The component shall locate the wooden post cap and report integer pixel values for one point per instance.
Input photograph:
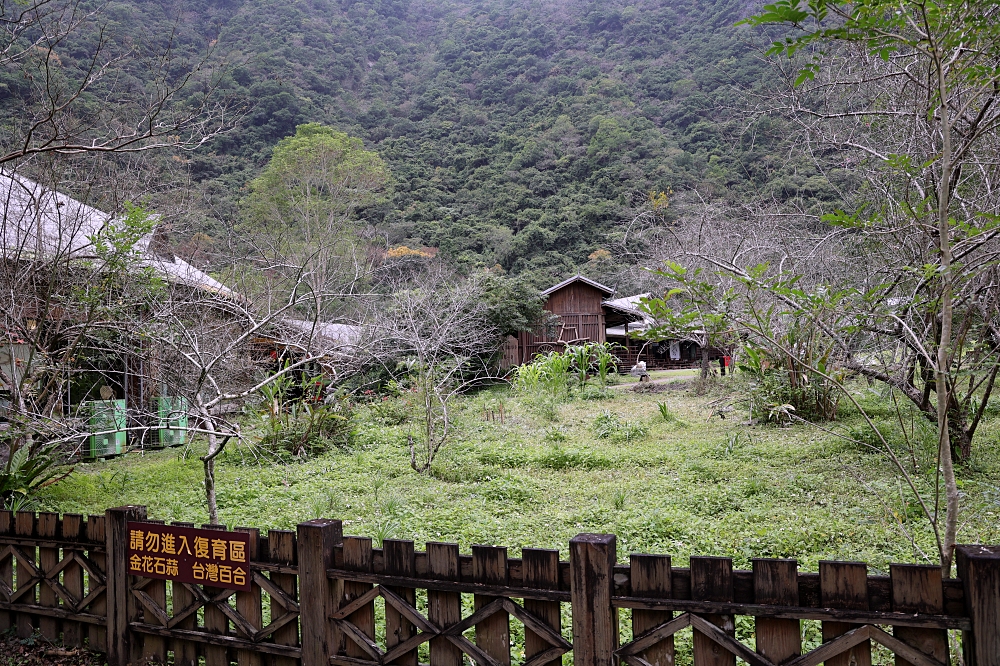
(979, 569)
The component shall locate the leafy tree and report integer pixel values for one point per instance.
(695, 310)
(917, 113)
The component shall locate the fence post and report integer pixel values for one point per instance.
(979, 569)
(122, 606)
(318, 598)
(595, 622)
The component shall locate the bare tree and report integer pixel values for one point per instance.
(901, 284)
(101, 107)
(436, 332)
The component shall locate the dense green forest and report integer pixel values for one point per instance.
(517, 132)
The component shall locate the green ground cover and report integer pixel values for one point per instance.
(607, 462)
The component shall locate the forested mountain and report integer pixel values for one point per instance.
(517, 132)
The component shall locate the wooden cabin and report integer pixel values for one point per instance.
(576, 315)
(580, 310)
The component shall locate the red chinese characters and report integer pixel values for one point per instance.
(188, 555)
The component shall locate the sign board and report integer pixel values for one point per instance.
(188, 555)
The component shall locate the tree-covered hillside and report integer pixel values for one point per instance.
(517, 132)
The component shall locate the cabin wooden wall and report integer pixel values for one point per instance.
(581, 318)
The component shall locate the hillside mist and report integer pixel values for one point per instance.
(518, 133)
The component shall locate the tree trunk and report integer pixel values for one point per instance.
(213, 508)
(942, 371)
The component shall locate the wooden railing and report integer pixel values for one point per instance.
(321, 598)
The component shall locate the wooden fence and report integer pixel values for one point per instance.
(316, 595)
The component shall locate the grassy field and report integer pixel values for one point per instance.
(606, 461)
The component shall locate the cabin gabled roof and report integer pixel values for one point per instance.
(579, 278)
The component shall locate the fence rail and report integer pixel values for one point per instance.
(316, 594)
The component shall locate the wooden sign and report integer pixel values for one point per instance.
(188, 555)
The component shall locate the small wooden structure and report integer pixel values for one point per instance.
(577, 315)
(580, 310)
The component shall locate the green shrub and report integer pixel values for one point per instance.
(597, 393)
(390, 411)
(612, 427)
(560, 458)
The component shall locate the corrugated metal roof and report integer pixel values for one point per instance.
(41, 222)
(579, 278)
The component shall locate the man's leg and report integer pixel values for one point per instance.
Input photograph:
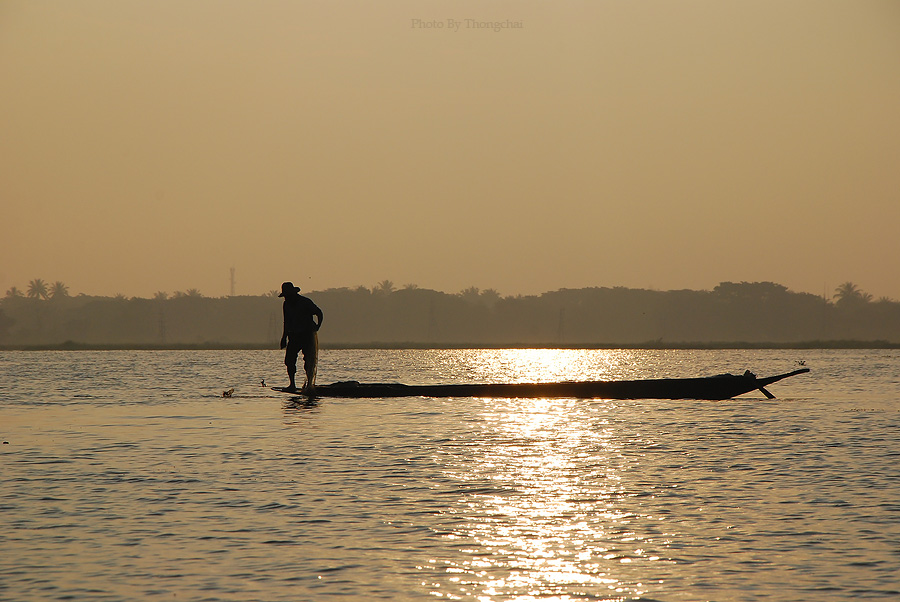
(310, 359)
(290, 360)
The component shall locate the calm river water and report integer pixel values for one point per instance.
(127, 476)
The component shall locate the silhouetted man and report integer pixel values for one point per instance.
(300, 334)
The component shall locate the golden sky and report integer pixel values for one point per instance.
(151, 145)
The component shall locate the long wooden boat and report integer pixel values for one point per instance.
(724, 386)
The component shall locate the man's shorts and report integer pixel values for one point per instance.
(307, 342)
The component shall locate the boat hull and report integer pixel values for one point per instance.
(725, 386)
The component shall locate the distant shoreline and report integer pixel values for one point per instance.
(75, 346)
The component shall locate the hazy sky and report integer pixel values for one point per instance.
(152, 145)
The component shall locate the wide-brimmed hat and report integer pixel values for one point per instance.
(288, 288)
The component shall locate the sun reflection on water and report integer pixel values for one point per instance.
(542, 513)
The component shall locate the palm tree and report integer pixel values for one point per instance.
(471, 294)
(850, 294)
(385, 287)
(37, 289)
(59, 290)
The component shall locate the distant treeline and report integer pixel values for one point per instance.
(739, 314)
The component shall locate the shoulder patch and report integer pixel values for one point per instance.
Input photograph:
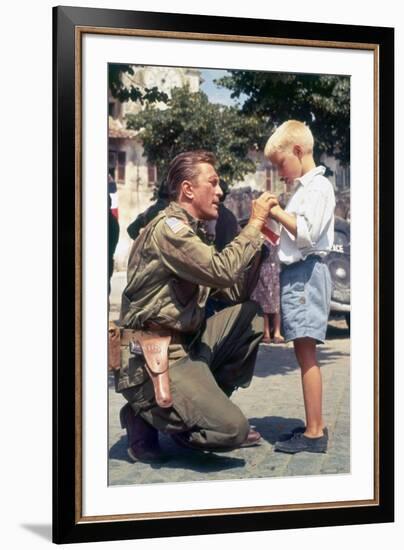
(175, 224)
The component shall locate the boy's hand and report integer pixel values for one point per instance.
(261, 208)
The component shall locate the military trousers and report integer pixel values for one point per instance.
(219, 361)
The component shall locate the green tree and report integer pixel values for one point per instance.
(191, 122)
(322, 101)
(124, 93)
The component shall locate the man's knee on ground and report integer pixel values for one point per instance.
(254, 311)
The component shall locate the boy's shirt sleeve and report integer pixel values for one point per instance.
(315, 213)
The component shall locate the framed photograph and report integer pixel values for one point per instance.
(131, 91)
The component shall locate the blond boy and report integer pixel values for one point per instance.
(307, 235)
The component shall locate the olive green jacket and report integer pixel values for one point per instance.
(172, 271)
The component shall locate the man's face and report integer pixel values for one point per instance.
(289, 165)
(206, 193)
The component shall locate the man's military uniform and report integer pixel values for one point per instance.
(171, 273)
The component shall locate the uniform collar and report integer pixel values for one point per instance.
(174, 209)
(308, 176)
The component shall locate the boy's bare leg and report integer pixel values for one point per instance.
(276, 320)
(267, 335)
(305, 350)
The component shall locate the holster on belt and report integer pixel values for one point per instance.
(154, 345)
(114, 347)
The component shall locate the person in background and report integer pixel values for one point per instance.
(148, 215)
(267, 294)
(221, 232)
(113, 225)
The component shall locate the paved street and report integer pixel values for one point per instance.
(273, 403)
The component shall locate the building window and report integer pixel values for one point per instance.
(117, 163)
(121, 158)
(151, 174)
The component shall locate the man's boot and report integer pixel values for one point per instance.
(143, 439)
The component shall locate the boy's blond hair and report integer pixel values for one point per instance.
(290, 133)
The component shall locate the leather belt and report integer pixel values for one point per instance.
(129, 335)
(154, 342)
(315, 257)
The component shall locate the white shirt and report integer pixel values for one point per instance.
(313, 204)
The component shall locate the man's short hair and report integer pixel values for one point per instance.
(290, 133)
(185, 167)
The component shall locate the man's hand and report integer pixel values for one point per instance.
(261, 208)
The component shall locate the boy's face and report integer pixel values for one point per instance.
(289, 165)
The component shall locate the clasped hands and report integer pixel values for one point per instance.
(261, 209)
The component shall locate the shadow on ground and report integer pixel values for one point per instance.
(272, 427)
(181, 458)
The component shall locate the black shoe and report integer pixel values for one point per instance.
(253, 438)
(299, 443)
(143, 439)
(298, 430)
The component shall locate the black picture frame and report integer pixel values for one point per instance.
(68, 524)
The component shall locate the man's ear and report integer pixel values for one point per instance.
(298, 151)
(187, 189)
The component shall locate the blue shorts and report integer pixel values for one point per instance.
(305, 299)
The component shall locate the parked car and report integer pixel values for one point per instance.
(338, 261)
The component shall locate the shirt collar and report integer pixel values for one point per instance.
(174, 209)
(306, 178)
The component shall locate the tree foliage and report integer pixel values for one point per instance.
(191, 122)
(322, 101)
(123, 93)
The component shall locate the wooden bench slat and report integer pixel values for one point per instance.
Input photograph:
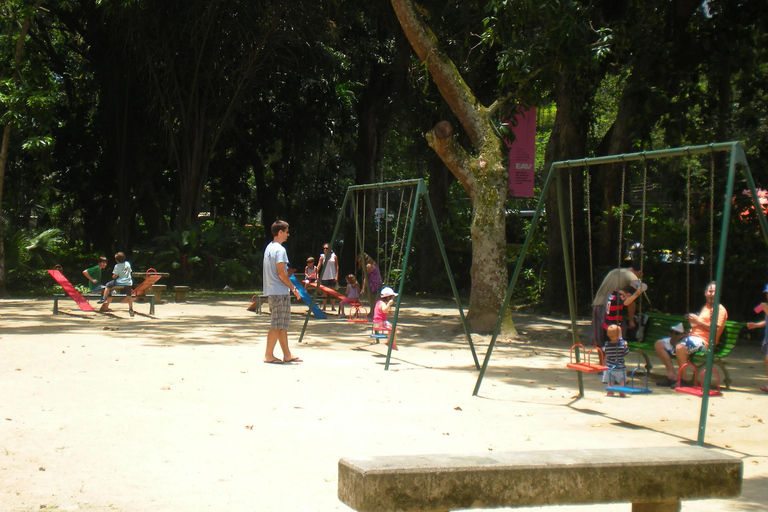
(658, 327)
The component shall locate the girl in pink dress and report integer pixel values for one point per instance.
(381, 313)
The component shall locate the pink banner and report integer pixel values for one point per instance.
(522, 153)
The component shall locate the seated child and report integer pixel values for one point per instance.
(93, 275)
(121, 276)
(381, 312)
(310, 271)
(615, 349)
(353, 293)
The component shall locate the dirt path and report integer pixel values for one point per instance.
(178, 412)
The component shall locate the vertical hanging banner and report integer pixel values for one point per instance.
(522, 153)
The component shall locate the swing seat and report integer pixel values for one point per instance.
(357, 313)
(585, 366)
(697, 389)
(631, 389)
(380, 333)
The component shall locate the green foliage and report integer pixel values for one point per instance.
(211, 255)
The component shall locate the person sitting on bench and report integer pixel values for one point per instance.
(121, 276)
(93, 275)
(683, 345)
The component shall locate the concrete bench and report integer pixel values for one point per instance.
(652, 479)
(157, 290)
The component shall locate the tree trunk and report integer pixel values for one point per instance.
(483, 177)
(7, 135)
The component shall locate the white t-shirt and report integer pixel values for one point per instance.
(274, 253)
(329, 267)
(123, 273)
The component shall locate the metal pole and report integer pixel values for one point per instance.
(450, 276)
(718, 291)
(568, 277)
(515, 274)
(393, 332)
(330, 249)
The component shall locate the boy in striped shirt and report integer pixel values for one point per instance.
(615, 349)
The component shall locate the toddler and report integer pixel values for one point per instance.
(381, 312)
(615, 349)
(353, 293)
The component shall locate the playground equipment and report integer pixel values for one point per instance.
(585, 366)
(630, 388)
(350, 210)
(696, 388)
(737, 160)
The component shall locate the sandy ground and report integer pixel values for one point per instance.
(178, 412)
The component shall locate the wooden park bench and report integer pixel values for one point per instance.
(659, 325)
(81, 299)
(652, 479)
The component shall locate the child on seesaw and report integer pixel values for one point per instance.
(615, 349)
(381, 313)
(353, 293)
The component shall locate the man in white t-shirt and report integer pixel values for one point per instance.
(278, 289)
(328, 268)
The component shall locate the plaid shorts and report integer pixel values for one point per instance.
(280, 311)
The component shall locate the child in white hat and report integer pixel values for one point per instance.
(381, 313)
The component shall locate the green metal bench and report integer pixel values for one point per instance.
(659, 325)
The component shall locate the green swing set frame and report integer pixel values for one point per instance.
(420, 188)
(737, 159)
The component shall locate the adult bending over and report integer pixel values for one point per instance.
(616, 279)
(698, 339)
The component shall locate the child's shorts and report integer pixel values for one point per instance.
(692, 344)
(616, 376)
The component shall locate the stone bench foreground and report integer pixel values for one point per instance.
(652, 479)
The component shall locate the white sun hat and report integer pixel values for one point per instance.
(388, 292)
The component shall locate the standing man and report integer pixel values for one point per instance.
(328, 268)
(698, 339)
(278, 288)
(617, 279)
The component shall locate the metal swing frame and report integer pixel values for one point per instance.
(737, 159)
(420, 192)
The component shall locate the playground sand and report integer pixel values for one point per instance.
(178, 412)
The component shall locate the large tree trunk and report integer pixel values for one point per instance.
(483, 176)
(6, 140)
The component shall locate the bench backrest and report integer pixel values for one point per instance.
(659, 325)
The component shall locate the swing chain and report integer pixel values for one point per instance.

+ + +

Work required:
Return the line that contains "The component shall locate the child's" and all lines after it, verbatim, and nothing else.

Response:
The component shall locate the child's shorts and report integer pixel values for one point per instance.
(692, 344)
(616, 376)
The component shall locate the stone bench foreground and report integer pixel values for one point per instance.
(652, 479)
The component shall locate the white sun hat and report integer pixel values for one point per instance.
(388, 292)
The component shall locate the standing man and report integer pixel values for one point per instance.
(328, 268)
(698, 339)
(278, 288)
(617, 279)
The component shall locate the metal swing frame and report integer pixel values for one point per instance.
(737, 159)
(420, 192)
The component shall locate the playground sand and report integer pixel values for one point per instance.
(178, 412)
The component shall locate the large tree trunk and report integer pixel values for one point per instance.
(483, 176)
(6, 140)
The component shall locate the bench backrest and report integer pixel values for one point per instance.
(659, 325)
The component shall locate the swing chain and report integer pixel values for one point per instance.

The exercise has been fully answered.